(Excerpts of pointing data)
"""
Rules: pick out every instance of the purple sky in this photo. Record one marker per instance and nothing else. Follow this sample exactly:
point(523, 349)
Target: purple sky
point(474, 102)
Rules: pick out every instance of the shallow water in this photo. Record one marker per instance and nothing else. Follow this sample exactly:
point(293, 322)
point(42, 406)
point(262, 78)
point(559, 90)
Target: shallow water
"""
Rewrite the records above, replacing "sample" with "pattern" everywhere and changing nothing else.

Rules: pick out every instance of the purple sky in this photo. Record one marker per instance and nothing else. Follow this pattern exactly:
point(523, 349)
Target: purple sky
point(474, 102)
Rules: pick out every instance of the shallow water in this photo. Record one marker per instance and nothing else. Follow this pattern exactly:
point(293, 322)
point(42, 406)
point(262, 78)
point(559, 90)
Target: shallow water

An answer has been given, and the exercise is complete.